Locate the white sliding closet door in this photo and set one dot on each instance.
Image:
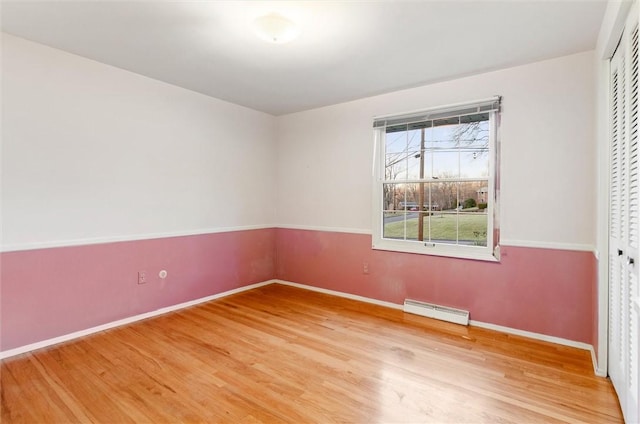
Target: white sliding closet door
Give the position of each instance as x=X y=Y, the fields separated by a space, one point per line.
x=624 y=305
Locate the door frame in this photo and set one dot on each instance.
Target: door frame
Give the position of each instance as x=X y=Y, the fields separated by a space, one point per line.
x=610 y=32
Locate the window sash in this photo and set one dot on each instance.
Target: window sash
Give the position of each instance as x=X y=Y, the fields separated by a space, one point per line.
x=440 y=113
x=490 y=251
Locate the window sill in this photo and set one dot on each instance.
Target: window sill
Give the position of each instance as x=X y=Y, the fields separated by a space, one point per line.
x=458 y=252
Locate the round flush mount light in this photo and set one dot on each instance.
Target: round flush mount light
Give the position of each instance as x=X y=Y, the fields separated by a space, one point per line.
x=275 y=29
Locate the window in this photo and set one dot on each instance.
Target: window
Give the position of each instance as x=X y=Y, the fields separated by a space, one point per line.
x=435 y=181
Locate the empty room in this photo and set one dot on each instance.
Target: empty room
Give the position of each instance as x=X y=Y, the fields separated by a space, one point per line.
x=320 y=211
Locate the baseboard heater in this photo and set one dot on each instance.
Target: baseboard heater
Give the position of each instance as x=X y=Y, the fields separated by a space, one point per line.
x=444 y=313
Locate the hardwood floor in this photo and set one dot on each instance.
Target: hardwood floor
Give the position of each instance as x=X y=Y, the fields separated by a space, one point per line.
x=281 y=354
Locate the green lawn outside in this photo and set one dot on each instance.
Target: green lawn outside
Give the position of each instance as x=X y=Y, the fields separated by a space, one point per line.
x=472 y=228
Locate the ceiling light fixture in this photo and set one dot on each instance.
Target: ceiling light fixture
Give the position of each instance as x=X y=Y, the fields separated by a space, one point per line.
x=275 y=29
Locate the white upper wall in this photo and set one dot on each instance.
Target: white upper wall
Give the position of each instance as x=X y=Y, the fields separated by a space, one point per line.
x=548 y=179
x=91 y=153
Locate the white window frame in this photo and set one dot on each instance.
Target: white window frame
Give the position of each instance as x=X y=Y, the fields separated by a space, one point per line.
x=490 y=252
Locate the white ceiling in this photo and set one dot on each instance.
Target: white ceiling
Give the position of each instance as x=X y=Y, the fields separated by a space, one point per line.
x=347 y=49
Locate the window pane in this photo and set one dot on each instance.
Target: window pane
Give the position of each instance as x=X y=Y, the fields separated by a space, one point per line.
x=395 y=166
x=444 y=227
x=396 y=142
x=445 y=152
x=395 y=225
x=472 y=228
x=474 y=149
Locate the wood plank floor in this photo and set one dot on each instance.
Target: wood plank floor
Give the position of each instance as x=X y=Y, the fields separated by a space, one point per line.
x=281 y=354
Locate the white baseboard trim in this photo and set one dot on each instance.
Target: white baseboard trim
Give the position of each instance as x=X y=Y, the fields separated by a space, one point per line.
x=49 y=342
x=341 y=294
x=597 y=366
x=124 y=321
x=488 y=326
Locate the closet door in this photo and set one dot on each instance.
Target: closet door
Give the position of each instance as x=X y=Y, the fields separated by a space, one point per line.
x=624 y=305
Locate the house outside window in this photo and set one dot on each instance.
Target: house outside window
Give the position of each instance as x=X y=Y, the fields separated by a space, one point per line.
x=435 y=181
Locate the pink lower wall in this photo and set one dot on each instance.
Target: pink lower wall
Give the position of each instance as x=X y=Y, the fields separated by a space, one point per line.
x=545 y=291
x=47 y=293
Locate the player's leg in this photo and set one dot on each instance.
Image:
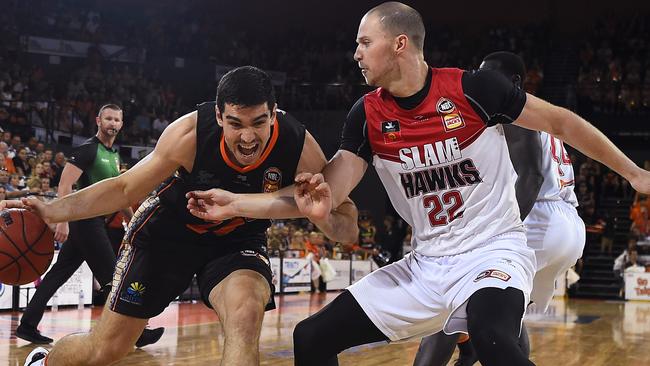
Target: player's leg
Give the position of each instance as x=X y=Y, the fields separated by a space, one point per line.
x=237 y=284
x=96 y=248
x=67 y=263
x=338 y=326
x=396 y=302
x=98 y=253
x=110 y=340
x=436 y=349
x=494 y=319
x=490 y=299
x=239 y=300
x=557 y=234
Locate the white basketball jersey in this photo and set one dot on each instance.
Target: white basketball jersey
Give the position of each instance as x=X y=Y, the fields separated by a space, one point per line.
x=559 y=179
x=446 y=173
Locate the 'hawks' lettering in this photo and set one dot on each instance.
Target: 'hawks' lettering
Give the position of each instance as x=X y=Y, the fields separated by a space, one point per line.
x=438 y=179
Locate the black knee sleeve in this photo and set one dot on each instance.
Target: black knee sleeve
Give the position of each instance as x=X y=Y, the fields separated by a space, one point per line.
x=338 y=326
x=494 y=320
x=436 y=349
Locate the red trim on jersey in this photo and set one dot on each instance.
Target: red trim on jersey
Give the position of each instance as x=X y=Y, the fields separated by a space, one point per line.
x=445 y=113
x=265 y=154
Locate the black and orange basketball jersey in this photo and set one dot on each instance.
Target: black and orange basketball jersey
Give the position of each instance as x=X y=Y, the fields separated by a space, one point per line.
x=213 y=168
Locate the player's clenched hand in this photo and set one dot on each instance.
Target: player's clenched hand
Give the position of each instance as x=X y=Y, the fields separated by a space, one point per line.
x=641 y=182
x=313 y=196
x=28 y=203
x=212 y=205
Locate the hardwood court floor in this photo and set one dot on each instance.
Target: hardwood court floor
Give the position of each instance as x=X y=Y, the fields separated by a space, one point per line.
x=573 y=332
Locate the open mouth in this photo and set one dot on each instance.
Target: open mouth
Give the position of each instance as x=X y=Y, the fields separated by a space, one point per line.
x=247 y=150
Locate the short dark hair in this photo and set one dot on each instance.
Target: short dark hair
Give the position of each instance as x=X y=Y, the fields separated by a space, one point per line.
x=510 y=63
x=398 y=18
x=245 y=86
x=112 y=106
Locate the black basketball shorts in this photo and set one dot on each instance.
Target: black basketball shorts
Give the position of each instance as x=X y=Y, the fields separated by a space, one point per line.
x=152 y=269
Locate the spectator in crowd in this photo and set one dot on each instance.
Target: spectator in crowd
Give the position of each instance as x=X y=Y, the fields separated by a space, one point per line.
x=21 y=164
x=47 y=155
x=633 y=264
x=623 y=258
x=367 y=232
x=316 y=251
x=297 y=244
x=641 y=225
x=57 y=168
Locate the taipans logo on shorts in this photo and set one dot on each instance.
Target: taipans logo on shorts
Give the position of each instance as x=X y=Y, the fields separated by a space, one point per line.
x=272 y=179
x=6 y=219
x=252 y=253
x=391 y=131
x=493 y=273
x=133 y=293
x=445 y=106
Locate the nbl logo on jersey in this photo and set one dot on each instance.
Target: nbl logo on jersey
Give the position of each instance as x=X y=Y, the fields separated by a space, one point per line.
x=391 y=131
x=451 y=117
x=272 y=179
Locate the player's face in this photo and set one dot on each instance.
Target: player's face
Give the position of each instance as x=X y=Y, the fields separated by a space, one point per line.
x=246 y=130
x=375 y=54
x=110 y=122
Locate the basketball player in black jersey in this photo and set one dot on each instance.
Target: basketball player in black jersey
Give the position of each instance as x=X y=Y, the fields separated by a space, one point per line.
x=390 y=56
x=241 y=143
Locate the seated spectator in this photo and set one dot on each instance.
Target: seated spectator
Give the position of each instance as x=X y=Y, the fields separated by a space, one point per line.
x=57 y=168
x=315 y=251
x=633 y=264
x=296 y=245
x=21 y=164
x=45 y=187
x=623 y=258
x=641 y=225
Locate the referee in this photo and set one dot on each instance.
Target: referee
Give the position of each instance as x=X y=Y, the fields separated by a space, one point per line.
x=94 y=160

--

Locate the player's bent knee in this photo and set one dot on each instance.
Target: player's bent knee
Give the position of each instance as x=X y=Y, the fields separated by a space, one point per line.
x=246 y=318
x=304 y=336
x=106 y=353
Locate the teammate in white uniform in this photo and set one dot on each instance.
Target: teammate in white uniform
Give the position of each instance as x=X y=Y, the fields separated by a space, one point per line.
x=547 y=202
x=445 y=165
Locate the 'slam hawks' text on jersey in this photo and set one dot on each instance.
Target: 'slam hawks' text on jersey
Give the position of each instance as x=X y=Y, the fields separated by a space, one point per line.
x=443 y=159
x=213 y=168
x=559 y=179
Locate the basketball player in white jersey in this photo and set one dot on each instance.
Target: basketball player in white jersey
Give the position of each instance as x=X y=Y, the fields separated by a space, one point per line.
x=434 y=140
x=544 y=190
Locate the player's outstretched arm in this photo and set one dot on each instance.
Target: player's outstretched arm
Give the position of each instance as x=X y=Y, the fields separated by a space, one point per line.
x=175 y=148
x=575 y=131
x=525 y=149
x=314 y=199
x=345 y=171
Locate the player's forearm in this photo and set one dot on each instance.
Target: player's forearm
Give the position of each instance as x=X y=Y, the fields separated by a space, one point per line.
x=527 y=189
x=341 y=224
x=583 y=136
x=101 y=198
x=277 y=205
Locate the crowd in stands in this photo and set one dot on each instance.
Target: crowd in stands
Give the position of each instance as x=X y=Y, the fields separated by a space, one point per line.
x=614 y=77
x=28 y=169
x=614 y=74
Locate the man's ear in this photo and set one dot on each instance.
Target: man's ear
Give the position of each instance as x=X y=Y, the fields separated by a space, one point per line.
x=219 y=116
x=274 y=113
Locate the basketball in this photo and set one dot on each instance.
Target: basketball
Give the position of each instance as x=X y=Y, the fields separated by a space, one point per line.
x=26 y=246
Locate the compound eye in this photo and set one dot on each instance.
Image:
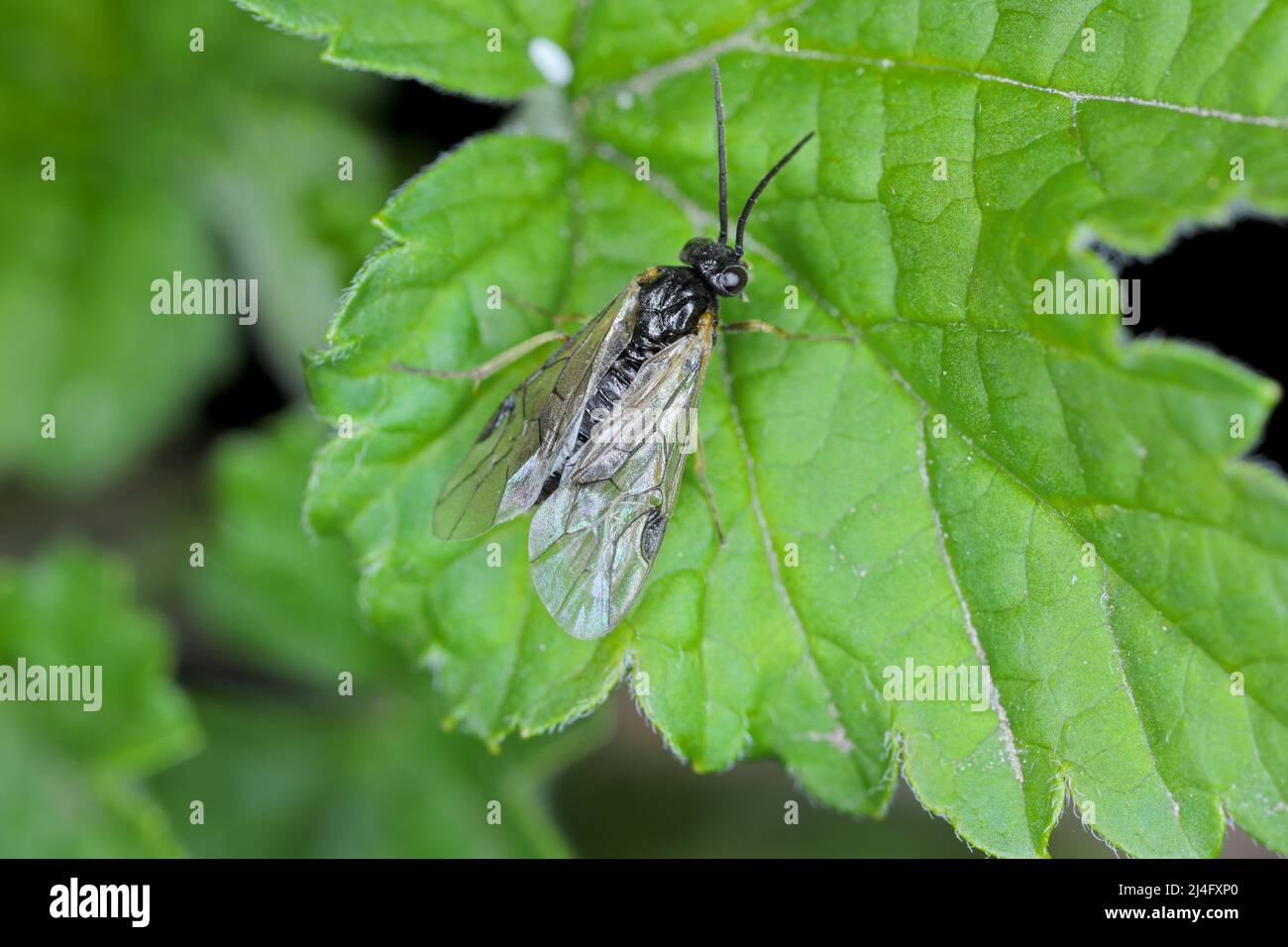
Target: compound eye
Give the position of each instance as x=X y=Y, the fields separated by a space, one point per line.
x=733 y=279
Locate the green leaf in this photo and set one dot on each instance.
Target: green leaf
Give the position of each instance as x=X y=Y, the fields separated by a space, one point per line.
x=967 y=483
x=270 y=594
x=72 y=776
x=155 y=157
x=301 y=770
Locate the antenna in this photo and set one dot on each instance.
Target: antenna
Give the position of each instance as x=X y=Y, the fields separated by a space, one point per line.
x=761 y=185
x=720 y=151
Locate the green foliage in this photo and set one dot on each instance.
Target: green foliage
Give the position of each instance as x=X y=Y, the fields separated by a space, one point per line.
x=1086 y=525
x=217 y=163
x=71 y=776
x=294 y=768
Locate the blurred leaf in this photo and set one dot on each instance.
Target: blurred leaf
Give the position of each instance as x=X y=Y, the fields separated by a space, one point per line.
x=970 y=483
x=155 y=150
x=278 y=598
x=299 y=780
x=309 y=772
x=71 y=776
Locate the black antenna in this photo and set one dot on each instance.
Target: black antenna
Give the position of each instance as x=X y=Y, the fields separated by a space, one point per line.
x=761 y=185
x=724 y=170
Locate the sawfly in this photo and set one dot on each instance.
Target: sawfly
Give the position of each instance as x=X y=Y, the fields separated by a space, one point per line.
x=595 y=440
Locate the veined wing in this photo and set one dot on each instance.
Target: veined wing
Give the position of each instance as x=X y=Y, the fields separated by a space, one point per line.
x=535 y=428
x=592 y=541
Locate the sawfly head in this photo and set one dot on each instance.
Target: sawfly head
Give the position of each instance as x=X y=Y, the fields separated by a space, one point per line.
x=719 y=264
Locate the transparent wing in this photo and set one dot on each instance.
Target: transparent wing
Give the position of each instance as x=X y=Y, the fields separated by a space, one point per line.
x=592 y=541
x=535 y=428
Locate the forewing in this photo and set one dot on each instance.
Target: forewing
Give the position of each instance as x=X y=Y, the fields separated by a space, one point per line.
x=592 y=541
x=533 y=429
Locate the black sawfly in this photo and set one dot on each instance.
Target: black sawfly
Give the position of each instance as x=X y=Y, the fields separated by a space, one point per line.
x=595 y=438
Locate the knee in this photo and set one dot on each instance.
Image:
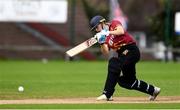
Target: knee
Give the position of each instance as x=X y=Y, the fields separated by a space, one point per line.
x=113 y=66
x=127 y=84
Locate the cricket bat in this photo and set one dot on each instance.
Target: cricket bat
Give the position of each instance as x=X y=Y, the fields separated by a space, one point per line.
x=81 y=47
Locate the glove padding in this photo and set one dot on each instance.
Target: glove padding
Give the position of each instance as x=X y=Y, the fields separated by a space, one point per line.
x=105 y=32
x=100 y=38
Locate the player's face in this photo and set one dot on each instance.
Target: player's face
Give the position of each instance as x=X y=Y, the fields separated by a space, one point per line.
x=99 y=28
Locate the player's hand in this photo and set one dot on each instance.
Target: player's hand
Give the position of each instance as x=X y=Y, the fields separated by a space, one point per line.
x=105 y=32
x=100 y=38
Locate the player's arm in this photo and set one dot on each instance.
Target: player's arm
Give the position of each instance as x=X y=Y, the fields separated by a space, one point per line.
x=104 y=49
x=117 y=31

◆ OBJECTIF
Recopiez chaque ligne du matériel ci-dessus où figure la chaîne « wall ».

◆ RÉPONSE
Locate the white upper wall in this photo and set one dot on each instance.
Target: white upper wall
Locate the pink lower wall in this photo and set one dot on each instance.
Target: pink lower wall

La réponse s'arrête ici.